#### Alıştırmanın Amacı:
AB'nin Afganlar için güvenlik taraması önerisini konu alan aşağıdaki haberin tamamını hiçbir değişiklik yapmadan yeniden yazın.

#### Alıntılanan Metin:
========================================================================

AB, eleştirilerin odağı olan ‘güvenlik taraması’ önerisini Afganlar için raftan indiriyor

Ylva Johansson | AFP

HABER | ERSAN AY, BRÜKSEL TR724

Avrupa Birliği (AB) İçişleri Komiseri Ylva Johansson, AB’nin olası bir güvenlik probleminin önüne geçmek için Afgan mültecileri izlemesi ve sınırlarda güvenlik taraması istedi.

Avrupa Komisyonu geçen yıl, Eurodac adlı göç veritabanını kullanarak Avrupa’ya gelen her sığınmacı için zorunlu kayıt ve tarama yapılmasını önermiş, bu öneri insan hakları gruplarınca sığınmacıların toplu bir şekilde gözetim altına alınmasına sebep olabileceğinden dolayı eleştirilmişti.

AB 2015 yılında tarihinin en büyük mülteci kriziyle karşılaştığında dönemin Avrupa Konseyi başkanı Donald Tusk, mültecilerin AB için güvenlik tehdidi oluşturup oluşturmadıklarını izlemek için 18 ay boyunca kabul merkezlerinde tutulmasını önermişti.

========================================================================

#### Mevcut Veriler:

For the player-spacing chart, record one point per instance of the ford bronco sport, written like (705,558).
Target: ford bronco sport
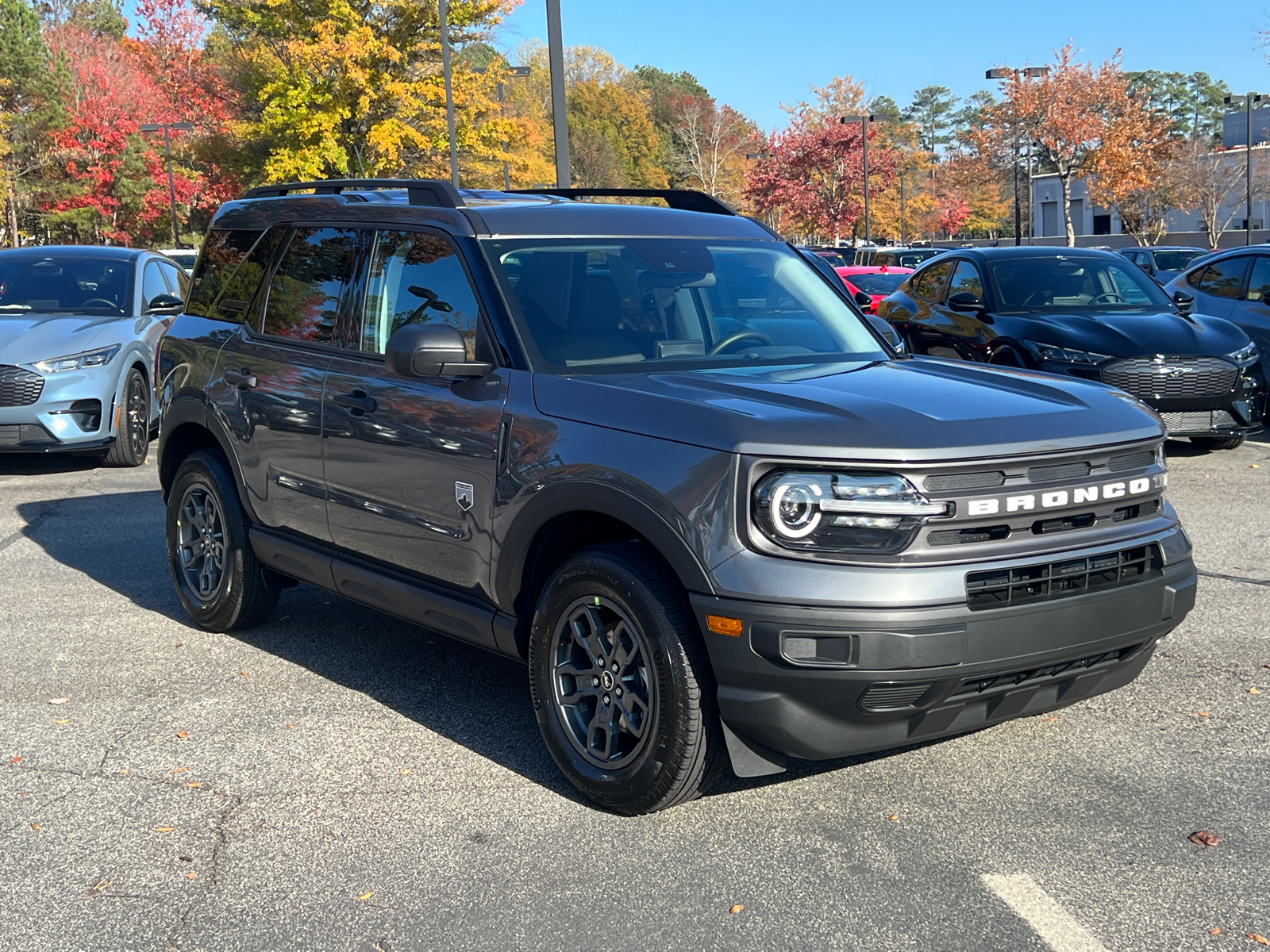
(657,456)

========================================================================

#### Yanıt Aşağıdadır:
AB, eleştirilerin odağı olan ‘güvenlik taraması’ önerisini Afganlar için raftan indiriyor

Ylva Johansson | AFP

HABER | ERSAN AY, BRÜKSEL TR724

Avrupa Birliği (AB) İçişleri Komiseri Ylva Johansson, AB’nin olası bir güvenlik probleminin önüne geçmek için Afgan mültecileri izlemesi ve sınırlarda güvenlik taraması istedi.

Avrupa Komisyonu geçen yıl, Eurodac adlı göç veritabanını kullanarak Avrupa’ya gelen her sığınmacı için zorunlu kayıt ve tarama yapılmasını önermiş, bu öneri insan hakları gruplarınca sığınmacıların toplu bir şekilde gözetim altına alınmasına sebep olabileceğinden dolayı eleştirilmişti.

AB 2015 yılında tarihinin en büyük mülteci kriziyle karşılaştığında dönemin Avrupa Konseyi başkanı Donald Tusk, mültecilerin AB için güvenlik tehdidi oluşturup oluşturmadıklarını izlemek için 18 ay boyunca kabul merkezlerinde tutulmasını önermişti.